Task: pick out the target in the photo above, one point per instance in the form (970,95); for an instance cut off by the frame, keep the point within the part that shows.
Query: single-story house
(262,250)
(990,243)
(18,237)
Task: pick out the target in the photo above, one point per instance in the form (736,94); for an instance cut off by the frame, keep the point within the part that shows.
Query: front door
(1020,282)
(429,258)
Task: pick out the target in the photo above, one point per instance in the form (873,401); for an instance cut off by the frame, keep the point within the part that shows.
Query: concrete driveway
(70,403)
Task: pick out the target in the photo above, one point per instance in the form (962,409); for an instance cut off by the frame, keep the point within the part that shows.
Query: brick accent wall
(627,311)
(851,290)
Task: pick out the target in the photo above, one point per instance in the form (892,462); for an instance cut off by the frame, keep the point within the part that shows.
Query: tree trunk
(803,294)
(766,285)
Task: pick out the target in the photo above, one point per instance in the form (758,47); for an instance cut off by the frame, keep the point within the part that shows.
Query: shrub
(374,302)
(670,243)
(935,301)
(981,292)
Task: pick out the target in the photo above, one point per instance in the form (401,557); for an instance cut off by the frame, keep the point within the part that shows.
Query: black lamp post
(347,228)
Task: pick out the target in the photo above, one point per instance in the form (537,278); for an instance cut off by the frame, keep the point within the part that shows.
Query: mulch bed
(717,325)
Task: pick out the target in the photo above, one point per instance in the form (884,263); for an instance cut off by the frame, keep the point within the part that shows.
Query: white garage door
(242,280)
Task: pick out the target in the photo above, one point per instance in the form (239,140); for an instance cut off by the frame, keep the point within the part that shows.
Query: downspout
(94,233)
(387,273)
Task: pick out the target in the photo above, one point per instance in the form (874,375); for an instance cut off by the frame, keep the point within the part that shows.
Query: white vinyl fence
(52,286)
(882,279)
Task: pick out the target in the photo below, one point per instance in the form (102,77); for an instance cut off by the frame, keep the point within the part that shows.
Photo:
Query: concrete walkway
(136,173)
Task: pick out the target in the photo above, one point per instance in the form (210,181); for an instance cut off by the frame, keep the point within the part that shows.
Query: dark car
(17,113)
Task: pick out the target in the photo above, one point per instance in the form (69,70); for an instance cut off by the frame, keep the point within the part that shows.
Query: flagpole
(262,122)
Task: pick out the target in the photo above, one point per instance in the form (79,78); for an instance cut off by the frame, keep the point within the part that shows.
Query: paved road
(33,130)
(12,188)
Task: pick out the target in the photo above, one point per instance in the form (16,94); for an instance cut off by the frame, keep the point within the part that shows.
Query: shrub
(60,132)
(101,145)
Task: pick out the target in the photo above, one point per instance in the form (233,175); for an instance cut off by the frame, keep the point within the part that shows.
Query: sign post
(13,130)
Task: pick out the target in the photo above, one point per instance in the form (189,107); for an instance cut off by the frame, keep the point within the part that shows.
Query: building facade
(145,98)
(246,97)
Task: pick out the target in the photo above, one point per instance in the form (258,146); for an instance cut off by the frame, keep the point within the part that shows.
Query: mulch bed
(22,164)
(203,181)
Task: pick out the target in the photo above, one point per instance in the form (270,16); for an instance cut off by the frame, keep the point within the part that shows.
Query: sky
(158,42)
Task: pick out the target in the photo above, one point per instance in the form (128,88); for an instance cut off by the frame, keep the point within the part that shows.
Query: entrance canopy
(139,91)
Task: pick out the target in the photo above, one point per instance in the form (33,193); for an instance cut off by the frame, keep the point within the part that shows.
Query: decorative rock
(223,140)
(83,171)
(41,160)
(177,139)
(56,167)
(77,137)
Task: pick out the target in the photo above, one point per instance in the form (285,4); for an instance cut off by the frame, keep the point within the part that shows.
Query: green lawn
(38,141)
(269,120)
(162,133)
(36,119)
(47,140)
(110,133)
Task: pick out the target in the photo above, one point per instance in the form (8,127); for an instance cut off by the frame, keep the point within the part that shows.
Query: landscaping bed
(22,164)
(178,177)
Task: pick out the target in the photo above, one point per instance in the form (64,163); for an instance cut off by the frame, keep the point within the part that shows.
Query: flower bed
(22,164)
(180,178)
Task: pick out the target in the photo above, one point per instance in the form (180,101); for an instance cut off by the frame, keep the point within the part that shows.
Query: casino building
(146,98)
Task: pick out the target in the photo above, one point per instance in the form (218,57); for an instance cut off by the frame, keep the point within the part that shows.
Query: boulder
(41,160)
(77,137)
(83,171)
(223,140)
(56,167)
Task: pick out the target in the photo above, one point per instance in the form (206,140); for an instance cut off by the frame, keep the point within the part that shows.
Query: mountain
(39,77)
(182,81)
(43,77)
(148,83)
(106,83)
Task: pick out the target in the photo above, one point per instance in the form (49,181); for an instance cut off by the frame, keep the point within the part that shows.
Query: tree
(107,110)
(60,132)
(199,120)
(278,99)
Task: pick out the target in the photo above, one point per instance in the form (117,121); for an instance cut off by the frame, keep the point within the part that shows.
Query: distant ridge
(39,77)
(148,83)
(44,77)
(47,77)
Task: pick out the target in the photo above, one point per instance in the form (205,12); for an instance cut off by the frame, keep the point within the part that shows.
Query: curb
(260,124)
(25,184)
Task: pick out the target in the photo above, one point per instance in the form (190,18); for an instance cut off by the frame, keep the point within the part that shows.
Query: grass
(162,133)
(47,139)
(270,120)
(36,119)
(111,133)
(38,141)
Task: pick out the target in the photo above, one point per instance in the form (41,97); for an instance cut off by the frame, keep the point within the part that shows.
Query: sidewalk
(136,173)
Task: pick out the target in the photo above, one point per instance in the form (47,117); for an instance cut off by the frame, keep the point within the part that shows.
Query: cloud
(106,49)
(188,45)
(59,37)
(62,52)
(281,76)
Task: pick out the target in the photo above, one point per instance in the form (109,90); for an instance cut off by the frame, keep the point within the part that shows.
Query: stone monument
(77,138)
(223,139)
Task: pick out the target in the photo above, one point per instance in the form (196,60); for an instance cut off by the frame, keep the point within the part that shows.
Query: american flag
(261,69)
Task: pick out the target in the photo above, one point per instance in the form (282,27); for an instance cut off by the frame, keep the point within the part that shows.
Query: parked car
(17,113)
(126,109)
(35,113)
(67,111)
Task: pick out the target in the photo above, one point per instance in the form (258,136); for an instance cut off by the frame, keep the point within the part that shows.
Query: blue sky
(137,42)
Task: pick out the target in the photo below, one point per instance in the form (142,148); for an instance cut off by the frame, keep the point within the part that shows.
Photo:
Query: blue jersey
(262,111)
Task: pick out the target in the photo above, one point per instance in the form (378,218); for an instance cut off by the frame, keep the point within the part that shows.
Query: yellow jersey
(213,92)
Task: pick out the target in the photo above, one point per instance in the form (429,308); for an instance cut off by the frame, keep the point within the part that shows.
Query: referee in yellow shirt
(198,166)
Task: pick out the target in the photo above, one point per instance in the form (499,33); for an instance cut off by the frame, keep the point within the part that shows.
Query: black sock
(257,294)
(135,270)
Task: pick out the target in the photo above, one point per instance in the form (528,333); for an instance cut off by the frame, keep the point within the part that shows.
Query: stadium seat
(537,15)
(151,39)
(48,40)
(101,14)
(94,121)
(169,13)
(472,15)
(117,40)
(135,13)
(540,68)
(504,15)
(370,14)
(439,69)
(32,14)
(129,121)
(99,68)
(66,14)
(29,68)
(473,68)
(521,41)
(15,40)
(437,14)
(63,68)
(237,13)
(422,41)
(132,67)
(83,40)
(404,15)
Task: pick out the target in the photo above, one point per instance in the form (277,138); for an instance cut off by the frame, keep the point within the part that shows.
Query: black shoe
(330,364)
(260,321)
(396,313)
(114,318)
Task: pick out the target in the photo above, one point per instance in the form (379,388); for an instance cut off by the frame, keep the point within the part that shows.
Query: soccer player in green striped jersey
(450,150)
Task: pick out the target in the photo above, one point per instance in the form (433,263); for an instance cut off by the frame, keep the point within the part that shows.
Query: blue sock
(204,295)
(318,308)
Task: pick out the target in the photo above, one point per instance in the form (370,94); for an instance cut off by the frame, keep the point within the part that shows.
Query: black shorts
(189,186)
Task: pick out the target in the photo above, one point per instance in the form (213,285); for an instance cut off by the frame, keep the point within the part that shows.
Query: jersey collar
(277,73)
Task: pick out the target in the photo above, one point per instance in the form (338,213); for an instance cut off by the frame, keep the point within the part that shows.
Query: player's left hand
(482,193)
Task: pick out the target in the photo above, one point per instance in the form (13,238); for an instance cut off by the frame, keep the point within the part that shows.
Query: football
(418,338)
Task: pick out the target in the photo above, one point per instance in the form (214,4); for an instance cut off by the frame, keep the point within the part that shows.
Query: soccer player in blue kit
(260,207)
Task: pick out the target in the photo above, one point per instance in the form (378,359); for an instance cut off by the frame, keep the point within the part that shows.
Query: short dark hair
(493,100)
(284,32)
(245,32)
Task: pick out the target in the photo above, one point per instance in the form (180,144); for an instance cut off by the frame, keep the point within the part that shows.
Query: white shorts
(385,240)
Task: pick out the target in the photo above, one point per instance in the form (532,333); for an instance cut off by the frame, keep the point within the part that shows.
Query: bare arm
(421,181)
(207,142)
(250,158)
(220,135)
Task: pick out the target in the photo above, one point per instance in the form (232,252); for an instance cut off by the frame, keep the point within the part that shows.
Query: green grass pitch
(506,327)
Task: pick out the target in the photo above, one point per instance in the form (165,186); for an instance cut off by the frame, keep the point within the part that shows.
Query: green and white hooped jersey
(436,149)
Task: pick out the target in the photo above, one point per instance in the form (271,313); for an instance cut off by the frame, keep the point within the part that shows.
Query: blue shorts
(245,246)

What you need to do: Rescale the lines starting at the line that contains "the form (232,252);" and ending at the last of the rows, writing them all out again with the requests included. Multiply each point coordinate in the answers by 0.6 and round to whole numbers, halves up, leaving every number in the requests as it is.

Output below:
Task: pick out the target in the photo above, one point per instance in the form (232,252); for an instance cut off by the frame, keep the point within the part that shows.
Query: green grass pitch
(304,196)
Task: pick out the target in the photo above, one point per instance in the form (165,186); for an instance cut off by the frame, keep the point within the part that shows.
Query: green and white hooped jersey
(262,89)
Task: pick out the target in the photo above, one point per instance in the form (271,313); for an instance cut off by the frame, keep the point within the part that shows.
Query: blue shorts
(147,148)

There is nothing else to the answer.